** TASK OBJECTIVE **
Copy the lines below word for word, from the first line through the line with "box: [428, 116, 710, 229]", including both ends, and leave out the pictures.

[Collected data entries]
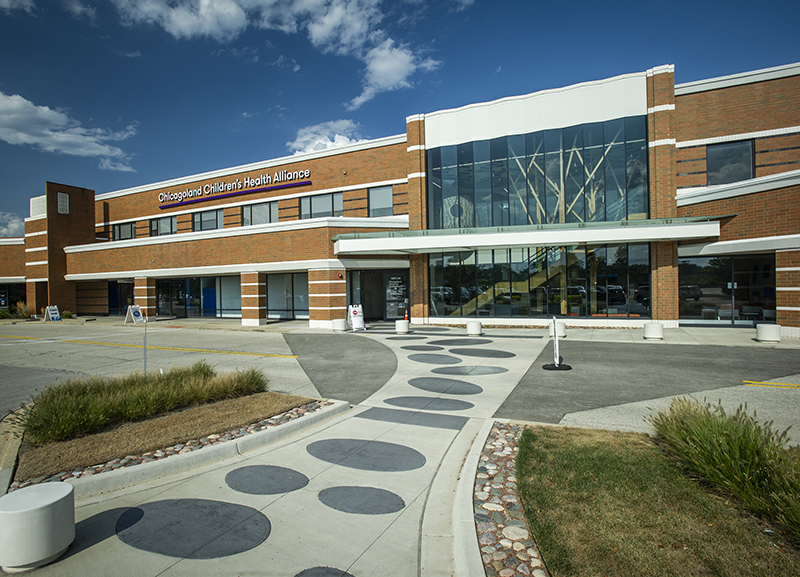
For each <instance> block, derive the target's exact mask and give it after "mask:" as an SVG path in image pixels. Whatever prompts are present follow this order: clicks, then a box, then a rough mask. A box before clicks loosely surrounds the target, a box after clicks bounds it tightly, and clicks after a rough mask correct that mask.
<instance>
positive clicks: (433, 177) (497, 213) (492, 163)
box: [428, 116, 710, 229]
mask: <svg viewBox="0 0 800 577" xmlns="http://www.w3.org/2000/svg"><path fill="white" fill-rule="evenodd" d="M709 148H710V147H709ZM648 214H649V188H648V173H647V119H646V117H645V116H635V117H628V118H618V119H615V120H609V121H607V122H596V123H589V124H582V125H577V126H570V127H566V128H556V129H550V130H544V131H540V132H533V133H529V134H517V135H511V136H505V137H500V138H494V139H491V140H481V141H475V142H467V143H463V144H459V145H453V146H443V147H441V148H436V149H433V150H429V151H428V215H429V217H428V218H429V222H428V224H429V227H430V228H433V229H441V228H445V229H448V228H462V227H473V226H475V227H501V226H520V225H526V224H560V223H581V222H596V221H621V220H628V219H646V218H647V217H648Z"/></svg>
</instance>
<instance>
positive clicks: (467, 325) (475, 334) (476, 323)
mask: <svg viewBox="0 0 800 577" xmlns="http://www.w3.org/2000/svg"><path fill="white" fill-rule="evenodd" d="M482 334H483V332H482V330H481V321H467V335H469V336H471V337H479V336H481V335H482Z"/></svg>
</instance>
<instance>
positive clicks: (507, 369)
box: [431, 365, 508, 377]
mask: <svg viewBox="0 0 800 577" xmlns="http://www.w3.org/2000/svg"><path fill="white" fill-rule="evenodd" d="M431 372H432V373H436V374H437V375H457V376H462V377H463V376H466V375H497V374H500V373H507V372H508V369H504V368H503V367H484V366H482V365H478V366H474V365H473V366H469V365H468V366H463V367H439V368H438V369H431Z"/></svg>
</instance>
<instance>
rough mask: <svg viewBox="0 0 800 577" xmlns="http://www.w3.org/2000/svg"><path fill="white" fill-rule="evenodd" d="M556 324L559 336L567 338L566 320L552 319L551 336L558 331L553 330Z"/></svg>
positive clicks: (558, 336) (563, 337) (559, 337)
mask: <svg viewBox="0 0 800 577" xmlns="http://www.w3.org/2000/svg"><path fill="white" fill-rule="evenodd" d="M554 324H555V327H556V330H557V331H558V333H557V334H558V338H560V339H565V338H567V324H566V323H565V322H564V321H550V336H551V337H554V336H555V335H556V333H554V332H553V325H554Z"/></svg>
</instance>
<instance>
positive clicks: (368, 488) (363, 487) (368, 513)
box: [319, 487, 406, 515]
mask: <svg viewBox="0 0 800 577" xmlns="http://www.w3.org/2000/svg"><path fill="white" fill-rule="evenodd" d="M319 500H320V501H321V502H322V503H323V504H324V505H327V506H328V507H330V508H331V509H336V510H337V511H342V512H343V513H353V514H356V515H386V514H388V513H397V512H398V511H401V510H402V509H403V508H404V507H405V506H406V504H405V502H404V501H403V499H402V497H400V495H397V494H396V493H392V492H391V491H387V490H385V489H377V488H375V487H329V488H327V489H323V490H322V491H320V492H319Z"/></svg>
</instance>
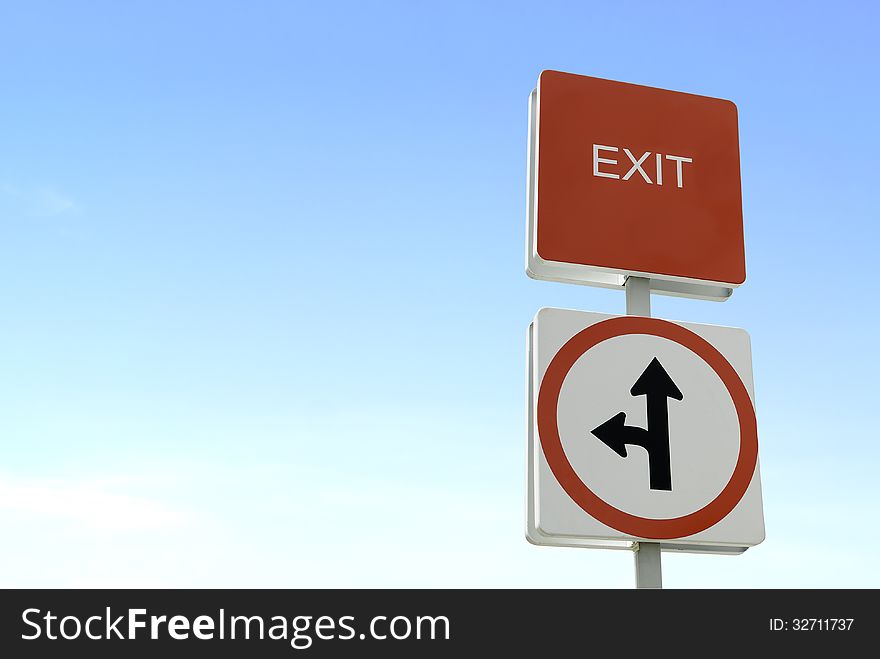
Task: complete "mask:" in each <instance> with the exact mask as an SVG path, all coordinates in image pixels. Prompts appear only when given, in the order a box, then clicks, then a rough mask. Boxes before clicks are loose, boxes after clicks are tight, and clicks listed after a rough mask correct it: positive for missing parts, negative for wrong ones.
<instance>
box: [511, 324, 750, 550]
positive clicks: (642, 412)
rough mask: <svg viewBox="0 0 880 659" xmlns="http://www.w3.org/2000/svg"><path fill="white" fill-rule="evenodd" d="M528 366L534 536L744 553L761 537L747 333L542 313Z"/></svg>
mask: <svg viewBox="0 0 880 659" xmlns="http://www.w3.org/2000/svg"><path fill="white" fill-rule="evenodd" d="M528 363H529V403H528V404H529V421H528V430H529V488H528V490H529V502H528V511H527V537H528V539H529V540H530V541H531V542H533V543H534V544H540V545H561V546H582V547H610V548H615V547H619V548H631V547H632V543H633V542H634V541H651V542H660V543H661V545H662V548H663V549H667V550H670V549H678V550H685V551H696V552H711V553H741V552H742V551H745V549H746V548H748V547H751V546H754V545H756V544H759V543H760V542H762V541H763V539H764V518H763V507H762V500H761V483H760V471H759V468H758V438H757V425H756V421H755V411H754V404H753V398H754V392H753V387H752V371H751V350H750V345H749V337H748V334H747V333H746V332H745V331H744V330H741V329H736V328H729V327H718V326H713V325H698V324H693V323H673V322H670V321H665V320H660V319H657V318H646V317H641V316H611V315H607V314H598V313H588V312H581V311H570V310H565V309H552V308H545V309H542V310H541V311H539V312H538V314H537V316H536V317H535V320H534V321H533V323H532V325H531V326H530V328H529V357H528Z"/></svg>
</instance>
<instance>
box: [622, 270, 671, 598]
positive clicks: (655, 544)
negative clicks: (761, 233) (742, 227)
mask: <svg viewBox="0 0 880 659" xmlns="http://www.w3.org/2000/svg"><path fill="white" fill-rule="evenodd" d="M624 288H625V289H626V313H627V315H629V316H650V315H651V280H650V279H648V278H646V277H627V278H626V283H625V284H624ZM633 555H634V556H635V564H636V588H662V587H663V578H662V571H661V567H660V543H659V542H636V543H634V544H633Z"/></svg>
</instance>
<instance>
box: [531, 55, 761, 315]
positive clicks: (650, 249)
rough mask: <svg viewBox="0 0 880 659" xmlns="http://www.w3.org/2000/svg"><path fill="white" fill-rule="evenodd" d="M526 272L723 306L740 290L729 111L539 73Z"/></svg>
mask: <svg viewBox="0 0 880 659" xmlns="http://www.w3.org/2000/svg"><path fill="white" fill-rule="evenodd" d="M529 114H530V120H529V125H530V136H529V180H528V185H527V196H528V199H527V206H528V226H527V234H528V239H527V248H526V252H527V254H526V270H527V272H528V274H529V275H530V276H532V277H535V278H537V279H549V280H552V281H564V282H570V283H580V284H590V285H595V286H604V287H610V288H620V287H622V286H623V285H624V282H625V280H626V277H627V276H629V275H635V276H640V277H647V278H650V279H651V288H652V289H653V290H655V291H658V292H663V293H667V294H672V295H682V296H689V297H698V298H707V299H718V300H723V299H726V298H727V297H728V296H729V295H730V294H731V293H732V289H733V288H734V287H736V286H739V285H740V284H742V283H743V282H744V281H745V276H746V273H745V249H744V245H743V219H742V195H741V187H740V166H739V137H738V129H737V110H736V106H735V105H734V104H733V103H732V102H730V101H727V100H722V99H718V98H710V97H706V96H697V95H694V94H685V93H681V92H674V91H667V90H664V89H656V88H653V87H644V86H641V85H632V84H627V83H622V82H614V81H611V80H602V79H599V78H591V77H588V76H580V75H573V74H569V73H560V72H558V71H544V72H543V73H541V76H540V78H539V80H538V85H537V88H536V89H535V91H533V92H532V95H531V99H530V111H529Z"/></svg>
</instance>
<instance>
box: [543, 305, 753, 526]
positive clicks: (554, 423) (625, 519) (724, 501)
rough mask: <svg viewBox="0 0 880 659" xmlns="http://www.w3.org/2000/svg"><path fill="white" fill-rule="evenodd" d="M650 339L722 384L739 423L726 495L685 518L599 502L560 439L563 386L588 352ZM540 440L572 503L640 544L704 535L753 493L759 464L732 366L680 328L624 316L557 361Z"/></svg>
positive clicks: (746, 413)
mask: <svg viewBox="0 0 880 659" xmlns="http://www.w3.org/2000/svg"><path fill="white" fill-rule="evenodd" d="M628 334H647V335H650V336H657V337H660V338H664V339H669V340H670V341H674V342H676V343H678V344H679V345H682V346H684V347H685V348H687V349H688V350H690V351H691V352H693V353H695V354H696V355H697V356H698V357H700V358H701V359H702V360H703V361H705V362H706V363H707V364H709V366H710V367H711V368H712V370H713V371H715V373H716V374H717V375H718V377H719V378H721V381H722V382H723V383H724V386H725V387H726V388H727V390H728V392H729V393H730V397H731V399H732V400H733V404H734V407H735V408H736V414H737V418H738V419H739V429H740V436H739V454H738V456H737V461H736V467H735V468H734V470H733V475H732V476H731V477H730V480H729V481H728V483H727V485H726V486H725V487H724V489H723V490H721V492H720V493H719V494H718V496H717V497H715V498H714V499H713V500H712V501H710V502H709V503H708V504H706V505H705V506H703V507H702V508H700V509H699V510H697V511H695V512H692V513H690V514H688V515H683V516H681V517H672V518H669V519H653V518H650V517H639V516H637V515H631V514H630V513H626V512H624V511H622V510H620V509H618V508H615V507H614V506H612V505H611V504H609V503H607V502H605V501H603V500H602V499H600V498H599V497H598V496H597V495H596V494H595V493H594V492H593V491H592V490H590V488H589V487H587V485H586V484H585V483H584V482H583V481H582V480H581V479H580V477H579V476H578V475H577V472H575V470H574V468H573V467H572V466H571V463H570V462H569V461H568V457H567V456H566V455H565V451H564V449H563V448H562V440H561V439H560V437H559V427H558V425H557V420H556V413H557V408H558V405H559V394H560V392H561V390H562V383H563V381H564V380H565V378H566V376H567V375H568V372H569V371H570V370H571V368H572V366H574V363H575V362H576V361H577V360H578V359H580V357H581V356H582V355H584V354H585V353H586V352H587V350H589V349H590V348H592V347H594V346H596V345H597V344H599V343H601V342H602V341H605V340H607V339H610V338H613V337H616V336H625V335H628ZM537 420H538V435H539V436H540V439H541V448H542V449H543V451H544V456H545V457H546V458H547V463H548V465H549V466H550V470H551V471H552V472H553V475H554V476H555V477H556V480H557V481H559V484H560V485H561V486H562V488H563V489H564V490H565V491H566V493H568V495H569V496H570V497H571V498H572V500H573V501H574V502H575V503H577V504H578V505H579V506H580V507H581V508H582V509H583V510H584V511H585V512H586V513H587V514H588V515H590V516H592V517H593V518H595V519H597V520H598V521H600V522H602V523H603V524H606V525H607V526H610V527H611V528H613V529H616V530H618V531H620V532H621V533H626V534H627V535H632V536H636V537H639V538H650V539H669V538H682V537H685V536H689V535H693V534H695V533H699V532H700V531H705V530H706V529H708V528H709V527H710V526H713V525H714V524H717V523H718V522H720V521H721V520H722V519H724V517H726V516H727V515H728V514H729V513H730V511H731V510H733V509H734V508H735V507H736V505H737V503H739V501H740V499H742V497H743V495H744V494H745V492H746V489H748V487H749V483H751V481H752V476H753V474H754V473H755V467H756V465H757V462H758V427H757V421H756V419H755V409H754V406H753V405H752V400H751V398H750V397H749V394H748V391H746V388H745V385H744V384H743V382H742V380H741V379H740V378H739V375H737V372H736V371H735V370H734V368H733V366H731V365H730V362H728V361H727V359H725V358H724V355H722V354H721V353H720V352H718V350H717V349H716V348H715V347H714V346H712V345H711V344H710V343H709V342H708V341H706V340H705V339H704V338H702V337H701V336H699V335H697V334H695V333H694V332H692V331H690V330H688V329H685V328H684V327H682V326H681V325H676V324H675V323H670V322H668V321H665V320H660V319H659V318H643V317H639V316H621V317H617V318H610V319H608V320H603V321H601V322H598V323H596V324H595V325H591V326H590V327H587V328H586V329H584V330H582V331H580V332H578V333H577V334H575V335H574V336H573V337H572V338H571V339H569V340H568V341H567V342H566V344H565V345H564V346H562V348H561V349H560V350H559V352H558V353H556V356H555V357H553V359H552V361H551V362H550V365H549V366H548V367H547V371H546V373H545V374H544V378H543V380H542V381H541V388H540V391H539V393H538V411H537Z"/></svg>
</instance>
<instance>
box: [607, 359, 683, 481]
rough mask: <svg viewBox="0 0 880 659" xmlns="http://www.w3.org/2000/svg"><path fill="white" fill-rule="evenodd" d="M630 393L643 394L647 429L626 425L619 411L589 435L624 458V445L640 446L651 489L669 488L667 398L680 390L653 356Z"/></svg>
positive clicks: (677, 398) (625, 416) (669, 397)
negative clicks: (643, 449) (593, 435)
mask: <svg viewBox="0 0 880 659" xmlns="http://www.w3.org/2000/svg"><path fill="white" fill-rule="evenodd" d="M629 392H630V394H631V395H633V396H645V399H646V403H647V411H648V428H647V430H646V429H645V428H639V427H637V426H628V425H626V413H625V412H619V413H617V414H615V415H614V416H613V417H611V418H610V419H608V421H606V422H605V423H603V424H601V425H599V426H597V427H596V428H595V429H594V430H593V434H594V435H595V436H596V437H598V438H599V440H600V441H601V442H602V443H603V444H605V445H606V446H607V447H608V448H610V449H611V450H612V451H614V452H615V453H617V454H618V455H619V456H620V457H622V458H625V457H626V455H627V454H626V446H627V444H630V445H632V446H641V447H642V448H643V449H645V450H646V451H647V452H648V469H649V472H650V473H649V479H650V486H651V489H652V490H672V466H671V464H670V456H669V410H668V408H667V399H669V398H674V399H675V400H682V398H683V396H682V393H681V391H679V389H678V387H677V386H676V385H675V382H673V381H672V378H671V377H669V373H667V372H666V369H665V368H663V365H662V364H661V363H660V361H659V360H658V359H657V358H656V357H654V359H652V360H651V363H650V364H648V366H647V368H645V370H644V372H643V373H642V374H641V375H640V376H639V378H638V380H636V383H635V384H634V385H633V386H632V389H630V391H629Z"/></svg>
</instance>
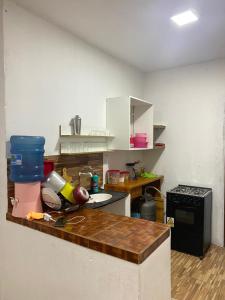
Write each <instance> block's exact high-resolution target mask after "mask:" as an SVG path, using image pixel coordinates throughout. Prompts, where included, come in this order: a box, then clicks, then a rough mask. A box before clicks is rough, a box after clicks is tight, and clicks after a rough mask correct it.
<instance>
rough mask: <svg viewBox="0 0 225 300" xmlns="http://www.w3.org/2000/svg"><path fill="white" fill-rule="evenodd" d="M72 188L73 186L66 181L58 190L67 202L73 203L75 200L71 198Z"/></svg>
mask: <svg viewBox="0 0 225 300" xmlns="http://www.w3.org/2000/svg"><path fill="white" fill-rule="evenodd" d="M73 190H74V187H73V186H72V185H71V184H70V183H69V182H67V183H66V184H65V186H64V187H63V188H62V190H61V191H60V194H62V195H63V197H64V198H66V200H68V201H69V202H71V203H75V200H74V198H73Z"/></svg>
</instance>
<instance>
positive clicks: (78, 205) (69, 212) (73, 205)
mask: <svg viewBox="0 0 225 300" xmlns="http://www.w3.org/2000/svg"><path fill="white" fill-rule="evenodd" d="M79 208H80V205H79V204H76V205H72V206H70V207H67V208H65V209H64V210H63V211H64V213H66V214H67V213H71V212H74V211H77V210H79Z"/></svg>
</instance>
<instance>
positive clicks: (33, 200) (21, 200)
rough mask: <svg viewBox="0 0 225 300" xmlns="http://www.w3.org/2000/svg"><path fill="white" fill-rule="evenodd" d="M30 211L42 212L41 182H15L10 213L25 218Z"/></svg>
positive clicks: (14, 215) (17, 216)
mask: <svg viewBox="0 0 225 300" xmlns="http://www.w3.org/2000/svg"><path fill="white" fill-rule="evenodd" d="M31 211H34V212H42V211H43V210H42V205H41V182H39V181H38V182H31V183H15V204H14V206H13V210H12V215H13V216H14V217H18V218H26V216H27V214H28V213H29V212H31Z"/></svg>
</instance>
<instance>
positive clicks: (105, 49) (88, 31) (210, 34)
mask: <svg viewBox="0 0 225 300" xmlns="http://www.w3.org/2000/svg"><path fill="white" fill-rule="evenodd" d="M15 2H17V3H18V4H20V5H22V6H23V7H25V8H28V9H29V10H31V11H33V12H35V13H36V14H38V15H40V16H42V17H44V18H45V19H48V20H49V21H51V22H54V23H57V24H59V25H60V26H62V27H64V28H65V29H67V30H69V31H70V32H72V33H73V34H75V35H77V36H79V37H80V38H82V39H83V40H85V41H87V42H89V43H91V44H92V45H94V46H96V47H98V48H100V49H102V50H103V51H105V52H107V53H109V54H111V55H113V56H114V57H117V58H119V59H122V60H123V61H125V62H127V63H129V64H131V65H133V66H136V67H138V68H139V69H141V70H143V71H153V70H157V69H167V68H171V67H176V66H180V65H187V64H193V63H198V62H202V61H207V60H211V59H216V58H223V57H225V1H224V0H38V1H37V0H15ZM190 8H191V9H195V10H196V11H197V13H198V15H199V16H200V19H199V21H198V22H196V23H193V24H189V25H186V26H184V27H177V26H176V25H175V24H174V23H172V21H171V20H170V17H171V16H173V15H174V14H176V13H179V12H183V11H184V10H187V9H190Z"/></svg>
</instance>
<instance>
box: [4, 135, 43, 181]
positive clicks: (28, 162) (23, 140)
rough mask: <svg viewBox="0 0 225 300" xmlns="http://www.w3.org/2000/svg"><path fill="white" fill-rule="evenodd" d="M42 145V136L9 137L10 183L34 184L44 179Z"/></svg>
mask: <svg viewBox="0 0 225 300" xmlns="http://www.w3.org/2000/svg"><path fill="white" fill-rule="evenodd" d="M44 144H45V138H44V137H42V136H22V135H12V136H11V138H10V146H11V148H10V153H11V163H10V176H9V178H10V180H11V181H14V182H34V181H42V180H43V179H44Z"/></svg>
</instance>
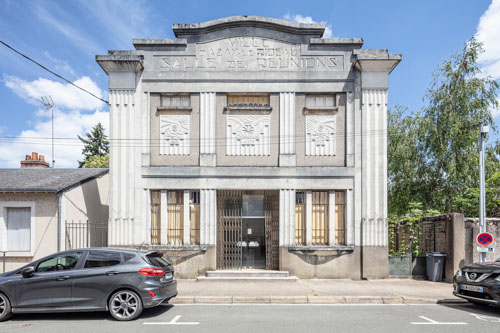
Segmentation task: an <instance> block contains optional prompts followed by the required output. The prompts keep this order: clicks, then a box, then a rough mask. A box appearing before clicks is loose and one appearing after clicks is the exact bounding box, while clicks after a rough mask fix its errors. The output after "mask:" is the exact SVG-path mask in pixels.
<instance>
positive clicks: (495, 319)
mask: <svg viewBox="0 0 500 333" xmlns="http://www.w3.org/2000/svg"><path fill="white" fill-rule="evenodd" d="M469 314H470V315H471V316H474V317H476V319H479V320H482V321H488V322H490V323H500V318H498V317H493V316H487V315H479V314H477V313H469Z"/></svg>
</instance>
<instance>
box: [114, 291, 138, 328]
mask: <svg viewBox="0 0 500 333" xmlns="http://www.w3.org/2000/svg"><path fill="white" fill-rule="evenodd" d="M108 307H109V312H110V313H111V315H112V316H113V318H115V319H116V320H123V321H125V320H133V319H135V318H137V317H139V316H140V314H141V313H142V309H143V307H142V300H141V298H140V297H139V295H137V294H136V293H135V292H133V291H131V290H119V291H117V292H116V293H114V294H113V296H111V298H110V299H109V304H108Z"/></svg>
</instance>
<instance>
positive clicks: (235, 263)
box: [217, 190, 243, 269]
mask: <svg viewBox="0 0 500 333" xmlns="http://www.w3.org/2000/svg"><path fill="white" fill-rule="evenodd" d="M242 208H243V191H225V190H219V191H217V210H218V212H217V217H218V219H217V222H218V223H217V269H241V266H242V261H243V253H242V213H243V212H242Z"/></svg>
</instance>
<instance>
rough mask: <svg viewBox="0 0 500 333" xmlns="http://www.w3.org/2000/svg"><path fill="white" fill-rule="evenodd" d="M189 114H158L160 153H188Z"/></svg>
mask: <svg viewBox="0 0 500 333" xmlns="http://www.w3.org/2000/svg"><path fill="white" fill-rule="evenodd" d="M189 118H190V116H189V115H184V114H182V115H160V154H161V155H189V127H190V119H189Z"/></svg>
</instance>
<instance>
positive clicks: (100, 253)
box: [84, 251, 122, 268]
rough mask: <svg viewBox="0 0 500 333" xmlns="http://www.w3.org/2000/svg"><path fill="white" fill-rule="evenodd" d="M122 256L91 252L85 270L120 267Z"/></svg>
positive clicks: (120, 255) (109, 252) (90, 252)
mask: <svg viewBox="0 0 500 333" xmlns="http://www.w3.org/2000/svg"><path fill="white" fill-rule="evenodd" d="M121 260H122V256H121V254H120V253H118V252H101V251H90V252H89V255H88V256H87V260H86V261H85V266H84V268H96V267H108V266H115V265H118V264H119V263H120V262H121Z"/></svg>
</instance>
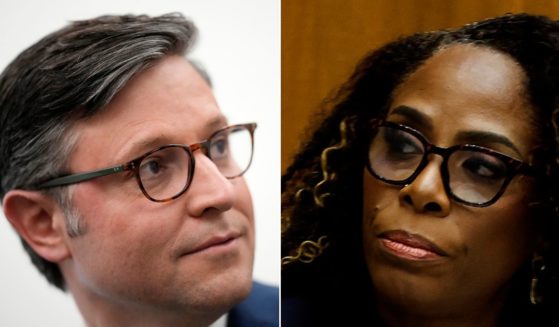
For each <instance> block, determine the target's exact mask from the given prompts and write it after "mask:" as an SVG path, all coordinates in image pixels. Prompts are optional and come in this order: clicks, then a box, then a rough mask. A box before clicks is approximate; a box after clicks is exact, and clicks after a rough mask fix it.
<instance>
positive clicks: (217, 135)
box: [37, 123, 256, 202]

** OUTPUT FOR THIS EXERCISE **
For each <instance> block, derive the target's exact mask and give it after "mask:" as an SVG path in image pixels. Whatever prompts are present follow this order: clicks, then a box, then a rough mask. A box before clicks loosely surrounds the target, a box after clicks bounds it tightly, and clicks after a rough mask correct that mask.
<instance>
positive clicks: (433, 177) (497, 213) (492, 163)
box: [428, 116, 710, 229]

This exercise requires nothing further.